**Task goal**:
List every author of the rescue pigging case study, with the organization given for each.

**Provided text**:

------------------------------------------------------------------------

August 2023, Vol. 250, No. 8


Case Study: Rescue Pigging’s Race Against the Clock

By Andy Studman, Shell International Ltd (UK), Jim Evans, Pigtek Limited (UK), and Aidan O’Donoghue, Pipeline Research Limited (UK)

(P&GJ) — A routine sphering operation to control liquid hold up on a 30-inch trunk pipeline transporting wet gas was interrupted when a sphere became damaged and stalled in the pipeline following interaction with a subsea isolation valve inadvertently stuck in the partially closed position.

Rectifying the valve to the fully open position followed by rescue pigging was selected as the remediation strategy. The offshore platform topsides facilities however were only designed to launch spheres, through the side branch of an unbarred tee and included a 30- to 36-inch reducer and 1.5-D bend.

The rescue pig required careful selection and onshore pigging trials were undertaken resulting in extensive modifications to the rescue pig design and set up to demonstrate the rescue pig could successfully traverse all the features in the topsides pipework.

Following a successful subsea campaign to fully open the subsea valve, the rescue pig was deployed and successfully recovered the damaged sphere from the pipeline.

This article describes the details of the various challenges and solutions that enabled a safe and successful rescue pigging operation.

Shell UK operates a 30-inch wet gas pipeline from Leman A in the Southern North Sea to the Bacton gas terminal in Norfolk, England. The field is approximately 34 miles (55 km) from shore. The 30-inch pipeline was built in 1967.

------------------------------------------------------------------------

**Information given**:
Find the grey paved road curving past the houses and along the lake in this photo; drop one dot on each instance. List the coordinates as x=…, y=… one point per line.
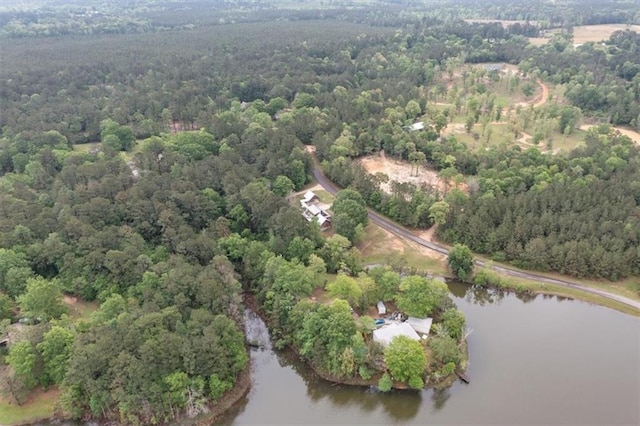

------------------------------------------------------------------------

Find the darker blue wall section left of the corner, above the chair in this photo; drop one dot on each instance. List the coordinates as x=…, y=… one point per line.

------------------------------------------------------------------------

**Answer below**:
- Andy Studman, Shell International Ltd (UK)
- Jim Evans, Pigtek Limited (UK)
- Aidan O’Donoghue, Pipeline Research Limited (UK)